TASK DETAILS =
Swap "pin" for "marker" everywhere in the entries below, and give the lines back with nothing else changed.

Raw entries
--------------------

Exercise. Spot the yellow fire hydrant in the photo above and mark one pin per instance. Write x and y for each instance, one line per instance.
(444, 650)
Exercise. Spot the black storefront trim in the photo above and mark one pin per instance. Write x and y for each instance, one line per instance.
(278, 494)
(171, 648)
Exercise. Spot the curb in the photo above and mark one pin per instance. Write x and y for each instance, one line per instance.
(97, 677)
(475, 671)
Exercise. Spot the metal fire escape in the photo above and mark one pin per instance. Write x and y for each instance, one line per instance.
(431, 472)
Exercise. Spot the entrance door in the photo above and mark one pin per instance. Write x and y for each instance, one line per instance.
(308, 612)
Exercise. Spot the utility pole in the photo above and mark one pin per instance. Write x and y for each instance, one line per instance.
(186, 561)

--------------------

TASK RESULT =
Exercise. Spot the yellow fire hydrant in the photo above and mark one marker per instance. Write x and y for each instance, one line per instance.
(444, 650)
Exercise. Spot the black storefront trim in the photo above and mark one marker per instance. Write x and y for each instance, one line per instance.
(278, 494)
(171, 648)
Exercise. Spot the curb in the photo above and mark one marker per instance. Write x and y for each instance, one line per instance.
(97, 677)
(475, 671)
Exercise. Spot the metal fire escape in the photo above and mark one marker per instance. Write x and y for each instance, one line per instance.
(431, 472)
Exercise. Spot the entrance door in the photo above and mark one marker per instance. Write x and y for each instance, one line per instance.
(308, 612)
Exercise. Spot the utility pole in the photo above and mark one marker per instance. Write x and y for each instance, one line per instance.
(186, 561)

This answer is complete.